▸ **EXCERPT TO READ**:
□ □ □ □

The recently canonized Gerald Ford once memorably declared, with regard to his move to impeach William O. Douglas, that an impeachable offense is whatever the House says it is (presuming the Senate goes along and convicts). As a matter of fact, the public didn't buy Ford's argument then, which seemed too cynical by half. Moreover, dedicated defenders of Bill Clinton reinforced the notion that impeachment requires a genuine high crime and misdemeanor. Perjury and disgracing the office didn't count. Thus it would ill behoove such Democrats to be more latitudinarian now.

Charles Gittings would argue, perhaps correctly, that Bush has committed such crimes. The problem is that this is in fact a controversial position, and Republican lawyers will argue, unfrivolously, that Bush is not a constitutional criminal. One of my objections to the present impeachment system is precisely that it invites legalalistic argument instead of an appeal to what the ordinary citizen can readily understand, that we are currently at the mercy of a dangously incompetent President.

Frank Rich has a column in tomorrow's New York Times that ends with the notion/fantasy that Republican elders will pay a visit to Bush and tell him that its time to leave. However much they might be tempted to do so, I don't think this is realistic for reasons I have already suggested: No sane person would prefer Chaney to Bush, and no Republican can easily endorse a takeover by the Democratic Speaker. I rather like Paul's suggestion of President Lugar, but I can't see Bush acquiescing to it. Why should he, after all? Richard Nixon faced conviction by the Senate, which would presumably mean, among other things, the loss of pension rights, etc., not to mention the unique disgrace. By resigning, Nixon, like Saddam Hussein at his execution, preserved a measure of dignity. But what incentive does Bush have to accept similar humiliation? And what evidence is there that he would genuinely put the good of the country ahead of his own desire to redeem his pre-40 life by taking on the role of Winston Churchill standing firmly against all those who would appease America's enemies by an ignoble withdrawal from Iraq? (Of course, one can argue that the 20,000 troops represent not a serious plan for "victory," but, rather, an ignoble attempt to hang on long enough to hand off responsibility for withdrawl to Bush's successor.)
 

Professor Levinson:

To avoid recovering the same ground we have in the past, I would only make a couple observations:

I do not see the analogy between the transition periods after the elections of Lincoln and FDR and before they took power with the current status of Mr. Bush nearly 2 years before the next presidential election. Time will tell whether Mr. Bush will be a political lame duck over the next two years, but there will not be another elected President in waiting for quite a long time.

In any case, I do not see an all too common lame duck status as a crisis of any type. All lame duckery means is that the President has lowered influence with the Congress because he is not running for election again and does not have the popularity to leverage Congress. This tends to lead to gridlock, which from this libertarian's view is often a very good thing.

If you view political ineffectiveness of a branch as a crisis, then your crisis is compounded because the voters in 2006 have left us with a virtually tied Senate and a razor thin Dem majority in the House which is itself fractured into ineffectiveness on many issues like the war by ideological divides.

Finally, I would disagree that Mr. Bush's unpopularity in the public opinion polls somehow renders him unfit to be in office. Ms. Pelosi has nearly identical polling numbers as Mr. Bush. Should she be constitutionally removed? In fact, the citizenry is currently in a pissy mood with all politicians. This does not create a crisis. Rather, I think it can be healthy if it prevents the politicians from creating too much more trouble.

□ □ □ □

▸ **WHAT YOU NEED TO DO**:
- 1) Repeat the part of the impeachment discussion starting at "If you view" and ending at "by ideological divides.".
- 2) In the impeachment discussion, whose polling numbers are said to be nearly identical to Mr. Bush's?
- 3) Pick up the impeachment discussion after its last sentence and keep writing.
The data that follow are separate from the impeachment discussion.

▸ **INFORMATION SUPPLIED**:
□ □ □ □

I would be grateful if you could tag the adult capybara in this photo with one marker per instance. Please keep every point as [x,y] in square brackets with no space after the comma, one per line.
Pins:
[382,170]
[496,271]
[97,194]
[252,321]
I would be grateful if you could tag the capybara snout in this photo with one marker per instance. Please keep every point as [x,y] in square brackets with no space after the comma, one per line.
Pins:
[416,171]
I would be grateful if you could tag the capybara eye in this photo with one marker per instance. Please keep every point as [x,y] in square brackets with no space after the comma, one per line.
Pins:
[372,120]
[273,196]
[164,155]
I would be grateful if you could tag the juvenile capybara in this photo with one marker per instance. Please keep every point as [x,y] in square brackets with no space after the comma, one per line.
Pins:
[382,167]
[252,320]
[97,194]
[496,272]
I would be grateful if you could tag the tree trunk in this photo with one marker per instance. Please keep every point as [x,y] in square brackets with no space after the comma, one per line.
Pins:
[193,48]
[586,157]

□ □ □ □

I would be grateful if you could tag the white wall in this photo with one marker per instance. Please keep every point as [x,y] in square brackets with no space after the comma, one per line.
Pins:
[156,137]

□ □ □ □

▸ **EXERCISE RESULTS**:
- 1)
If you view political ineffectiveness of a branch as a crisis, then your crisis is compounded because the voters in 2006 have left us with a virtually tied Senate and a razor thin Dem majority in the House which is itself fractured into ineffectiveness on many issues like the war by ideological divides.

- 2) Ms. Pelosi's

- 3)
"Crisis" is a matter of context. I agree with Mr. DePalma that most of the time the ill-advised length of the transition period, or the existence of lame-duck Congresses, is not a crisis. But every now and then the press of external events makes what is only an unfortunate feature of our political system more accurately describable as a crisis. The easiest example is surely the Secession Winter. We'll never know if things would (or should, for that matter) have turned out differently if Abraham Lincoln had been able to take office on December 1, but no reasonable person could deny that it didn't help (except to increase the probability of war) that we had no effective government during that period. Theh winter of 1932-33 may not have been so freighted, but, again, so long as one defines the Depression (like the dissolution of the Union) as a genuine crisis, our constitutional system added to, rather than provided an effective means of confronting, that crisis.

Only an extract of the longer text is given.